* [WHAT IS EXPECTED]
Copy out every line in the items below that contains the string "skirting". Only lines whose capitalization matches count.

Dataset entries:
-- -- --

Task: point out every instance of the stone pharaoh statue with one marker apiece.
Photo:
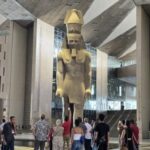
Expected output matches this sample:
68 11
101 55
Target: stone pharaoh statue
73 66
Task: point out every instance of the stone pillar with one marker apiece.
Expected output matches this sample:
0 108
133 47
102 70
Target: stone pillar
143 71
101 81
16 71
28 85
42 70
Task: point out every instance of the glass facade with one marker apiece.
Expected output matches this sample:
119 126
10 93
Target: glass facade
120 93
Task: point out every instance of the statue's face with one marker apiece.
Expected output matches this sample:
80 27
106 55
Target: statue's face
74 42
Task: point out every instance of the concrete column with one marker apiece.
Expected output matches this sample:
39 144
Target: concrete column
42 70
143 71
16 71
28 85
101 81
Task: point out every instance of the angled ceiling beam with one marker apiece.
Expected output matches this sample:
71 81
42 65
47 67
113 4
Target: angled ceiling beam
97 30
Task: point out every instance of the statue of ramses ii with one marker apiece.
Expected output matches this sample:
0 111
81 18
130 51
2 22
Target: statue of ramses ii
74 66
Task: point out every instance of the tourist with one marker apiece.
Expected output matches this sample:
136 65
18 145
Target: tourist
1 136
50 138
58 131
102 133
88 135
127 133
121 127
76 136
67 129
135 134
9 130
40 132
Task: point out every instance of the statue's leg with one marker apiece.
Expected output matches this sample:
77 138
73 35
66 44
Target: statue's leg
78 111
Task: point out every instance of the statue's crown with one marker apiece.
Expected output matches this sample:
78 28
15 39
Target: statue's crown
74 16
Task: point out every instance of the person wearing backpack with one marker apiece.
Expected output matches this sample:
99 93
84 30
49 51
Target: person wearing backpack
102 133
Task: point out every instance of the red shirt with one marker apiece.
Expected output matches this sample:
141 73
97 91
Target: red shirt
135 131
67 126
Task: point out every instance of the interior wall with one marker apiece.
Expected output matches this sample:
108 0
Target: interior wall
101 81
42 71
17 67
143 71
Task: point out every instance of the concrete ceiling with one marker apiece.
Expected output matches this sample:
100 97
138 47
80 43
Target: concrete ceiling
120 44
10 9
101 27
129 56
141 2
53 11
98 28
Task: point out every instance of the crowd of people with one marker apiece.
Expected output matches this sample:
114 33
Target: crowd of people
81 135
62 136
128 135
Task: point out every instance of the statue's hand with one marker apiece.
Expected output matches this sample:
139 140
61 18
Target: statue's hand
59 92
87 93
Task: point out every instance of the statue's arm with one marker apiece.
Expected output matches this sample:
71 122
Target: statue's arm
88 73
60 75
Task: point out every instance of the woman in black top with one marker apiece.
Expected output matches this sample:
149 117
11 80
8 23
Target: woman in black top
128 136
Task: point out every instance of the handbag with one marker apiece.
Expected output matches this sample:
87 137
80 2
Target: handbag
82 139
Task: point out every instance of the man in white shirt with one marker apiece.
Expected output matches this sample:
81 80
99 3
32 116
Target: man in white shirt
88 135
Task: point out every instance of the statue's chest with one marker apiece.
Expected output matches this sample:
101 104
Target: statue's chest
79 59
74 66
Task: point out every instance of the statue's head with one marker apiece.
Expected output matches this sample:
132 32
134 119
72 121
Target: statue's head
74 22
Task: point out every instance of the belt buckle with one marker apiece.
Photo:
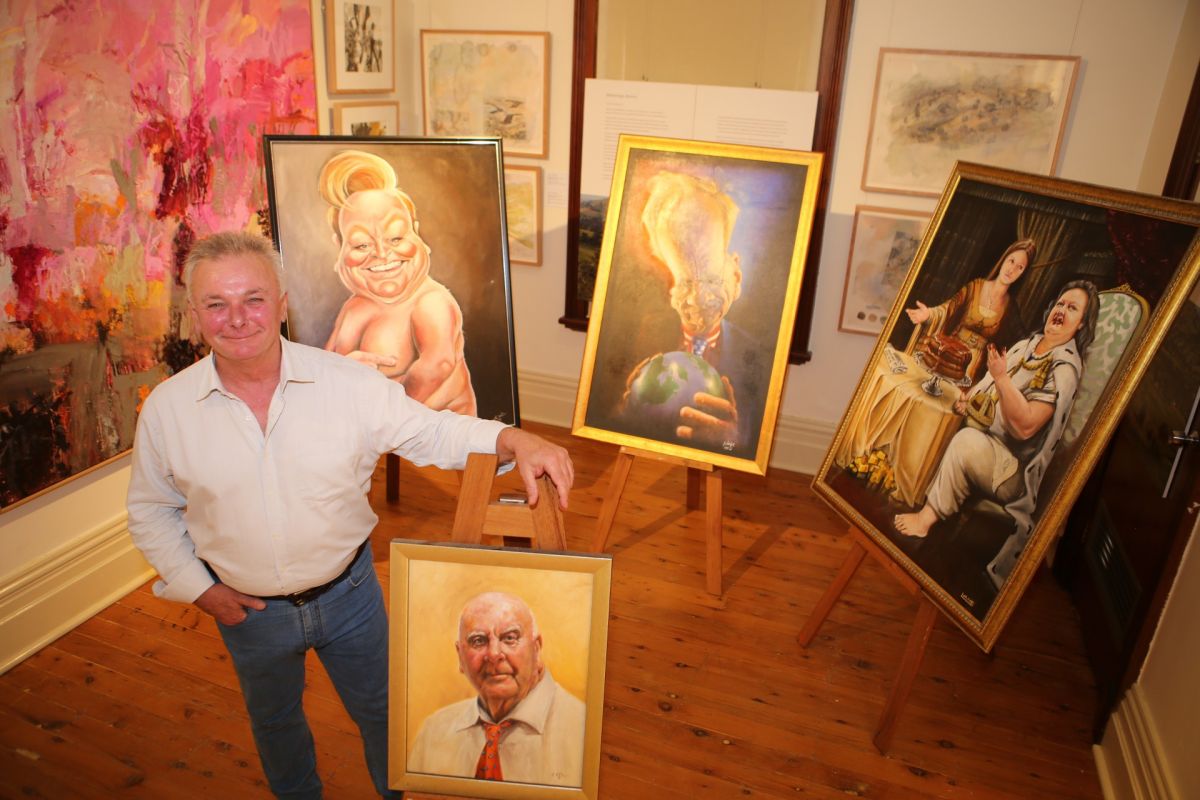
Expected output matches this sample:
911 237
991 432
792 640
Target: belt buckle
301 597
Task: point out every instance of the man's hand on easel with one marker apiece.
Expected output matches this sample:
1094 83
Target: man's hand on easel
537 457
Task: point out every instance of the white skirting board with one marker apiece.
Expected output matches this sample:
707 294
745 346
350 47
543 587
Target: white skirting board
1129 759
66 587
799 444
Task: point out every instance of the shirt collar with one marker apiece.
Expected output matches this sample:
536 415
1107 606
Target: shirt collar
532 710
292 370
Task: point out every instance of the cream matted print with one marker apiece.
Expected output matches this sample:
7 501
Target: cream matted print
933 108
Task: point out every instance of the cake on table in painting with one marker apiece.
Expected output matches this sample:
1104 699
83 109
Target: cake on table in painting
946 355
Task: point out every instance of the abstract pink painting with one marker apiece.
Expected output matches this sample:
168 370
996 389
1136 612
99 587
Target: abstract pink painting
130 128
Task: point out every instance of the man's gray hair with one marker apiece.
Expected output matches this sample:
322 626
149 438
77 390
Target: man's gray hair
232 242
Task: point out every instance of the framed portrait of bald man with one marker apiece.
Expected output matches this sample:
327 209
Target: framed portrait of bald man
396 254
1031 310
497 671
700 271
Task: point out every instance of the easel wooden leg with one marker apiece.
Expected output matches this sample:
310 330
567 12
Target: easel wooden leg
713 510
694 483
477 516
913 653
391 476
713 506
609 510
856 555
918 638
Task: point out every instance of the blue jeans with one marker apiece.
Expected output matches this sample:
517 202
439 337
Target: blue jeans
348 627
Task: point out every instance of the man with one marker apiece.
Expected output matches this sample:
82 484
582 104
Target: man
1015 416
521 726
249 497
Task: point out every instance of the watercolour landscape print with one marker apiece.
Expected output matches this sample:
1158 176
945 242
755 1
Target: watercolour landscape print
132 131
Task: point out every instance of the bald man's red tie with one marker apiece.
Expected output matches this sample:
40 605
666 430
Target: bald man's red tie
487 768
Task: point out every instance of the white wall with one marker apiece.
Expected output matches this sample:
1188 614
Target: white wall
1150 744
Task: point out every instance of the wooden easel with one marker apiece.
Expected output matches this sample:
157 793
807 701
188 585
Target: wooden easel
713 510
918 638
477 513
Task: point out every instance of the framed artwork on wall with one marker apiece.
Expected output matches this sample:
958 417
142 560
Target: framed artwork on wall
366 119
882 244
487 83
549 612
395 254
522 198
120 151
935 107
1032 308
360 47
700 271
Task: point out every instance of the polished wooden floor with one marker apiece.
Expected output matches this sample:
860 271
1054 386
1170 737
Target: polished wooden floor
707 697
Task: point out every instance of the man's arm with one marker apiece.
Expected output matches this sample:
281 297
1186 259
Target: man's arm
537 457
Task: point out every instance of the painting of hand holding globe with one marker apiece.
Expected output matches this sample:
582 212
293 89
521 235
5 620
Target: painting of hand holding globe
688 223
684 343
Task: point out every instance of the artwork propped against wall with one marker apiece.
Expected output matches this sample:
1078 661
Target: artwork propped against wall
1032 308
396 254
549 612
132 128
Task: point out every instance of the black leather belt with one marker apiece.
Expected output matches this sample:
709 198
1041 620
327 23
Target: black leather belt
309 595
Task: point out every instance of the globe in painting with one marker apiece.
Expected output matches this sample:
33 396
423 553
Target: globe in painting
666 383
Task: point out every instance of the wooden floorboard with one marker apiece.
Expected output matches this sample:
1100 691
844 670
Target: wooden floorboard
706 697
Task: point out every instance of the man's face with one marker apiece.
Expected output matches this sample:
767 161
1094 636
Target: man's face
498 651
382 256
237 305
707 281
1067 316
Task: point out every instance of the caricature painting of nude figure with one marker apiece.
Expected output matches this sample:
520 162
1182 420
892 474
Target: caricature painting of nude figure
395 256
1031 308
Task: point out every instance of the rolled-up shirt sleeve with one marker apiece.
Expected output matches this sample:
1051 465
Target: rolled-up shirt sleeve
424 437
156 516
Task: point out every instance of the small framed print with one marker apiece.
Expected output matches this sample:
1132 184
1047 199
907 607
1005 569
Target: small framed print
366 119
522 203
933 108
360 47
882 245
487 83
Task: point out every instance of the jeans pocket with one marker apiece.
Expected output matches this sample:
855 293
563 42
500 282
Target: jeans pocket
363 567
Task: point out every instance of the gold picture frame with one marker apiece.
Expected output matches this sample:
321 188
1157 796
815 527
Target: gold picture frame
502 89
568 597
933 108
360 47
750 210
1000 486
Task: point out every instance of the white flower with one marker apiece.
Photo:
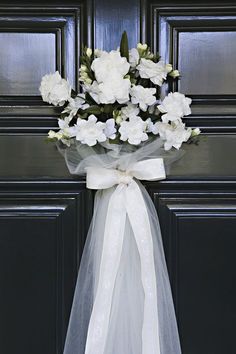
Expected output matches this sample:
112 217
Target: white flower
142 46
55 135
90 131
133 130
143 96
129 110
195 132
174 73
109 63
151 127
175 106
99 52
174 134
110 130
115 89
156 72
93 90
133 57
89 52
54 89
75 104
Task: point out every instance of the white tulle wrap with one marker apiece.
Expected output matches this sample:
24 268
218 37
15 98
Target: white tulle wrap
122 302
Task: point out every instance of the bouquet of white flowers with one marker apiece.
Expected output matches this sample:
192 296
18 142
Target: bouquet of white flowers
120 100
117 132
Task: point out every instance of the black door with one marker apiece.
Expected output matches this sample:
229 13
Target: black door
45 213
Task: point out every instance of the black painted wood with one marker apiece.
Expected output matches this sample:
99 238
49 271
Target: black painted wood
197 38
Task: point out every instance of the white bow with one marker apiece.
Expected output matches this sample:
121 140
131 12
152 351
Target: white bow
126 201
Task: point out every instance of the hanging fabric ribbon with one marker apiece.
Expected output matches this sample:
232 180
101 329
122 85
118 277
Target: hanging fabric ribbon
122 301
126 201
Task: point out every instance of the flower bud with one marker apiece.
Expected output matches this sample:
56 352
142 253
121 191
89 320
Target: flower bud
141 46
174 73
89 52
169 68
195 132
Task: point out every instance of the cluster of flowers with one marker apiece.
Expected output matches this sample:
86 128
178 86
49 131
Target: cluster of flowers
119 100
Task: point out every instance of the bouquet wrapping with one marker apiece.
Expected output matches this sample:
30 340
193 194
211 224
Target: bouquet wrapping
122 302
118 132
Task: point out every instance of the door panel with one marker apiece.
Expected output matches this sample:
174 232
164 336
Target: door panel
199 39
41 241
200 241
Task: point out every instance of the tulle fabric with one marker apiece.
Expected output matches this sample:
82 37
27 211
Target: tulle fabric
125 324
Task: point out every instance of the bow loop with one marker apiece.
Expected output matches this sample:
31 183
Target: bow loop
103 178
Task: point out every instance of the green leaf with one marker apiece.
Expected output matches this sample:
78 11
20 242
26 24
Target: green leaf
124 47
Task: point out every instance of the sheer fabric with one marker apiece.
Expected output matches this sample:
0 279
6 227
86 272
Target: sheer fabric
127 307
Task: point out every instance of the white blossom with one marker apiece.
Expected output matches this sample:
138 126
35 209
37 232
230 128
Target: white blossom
54 89
110 130
109 63
110 91
90 131
133 57
173 134
142 46
143 96
115 89
156 72
129 110
75 104
175 106
89 52
195 132
133 130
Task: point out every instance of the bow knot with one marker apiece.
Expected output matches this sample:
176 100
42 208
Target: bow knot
124 177
102 178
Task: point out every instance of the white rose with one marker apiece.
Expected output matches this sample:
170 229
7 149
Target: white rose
129 110
175 106
133 57
143 96
75 104
156 72
54 89
109 63
133 130
90 131
173 135
110 130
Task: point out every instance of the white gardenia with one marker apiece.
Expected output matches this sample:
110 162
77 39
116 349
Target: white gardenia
173 135
90 131
143 96
115 89
174 107
133 57
129 110
110 130
109 63
75 104
156 72
133 130
54 89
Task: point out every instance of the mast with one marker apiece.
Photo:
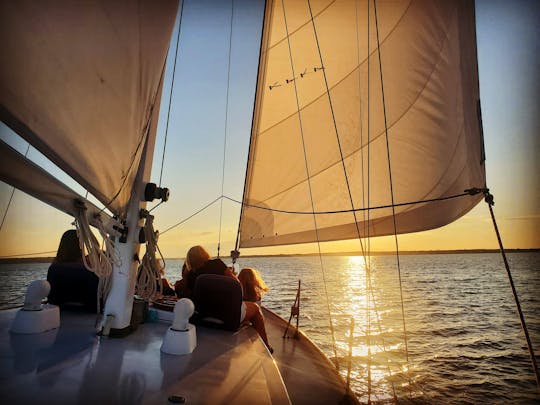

-- -- --

* [WRITTEN RESPONSE]
Task: point out every instance of the white skirting board with one marker apiece.
Target: white skirting board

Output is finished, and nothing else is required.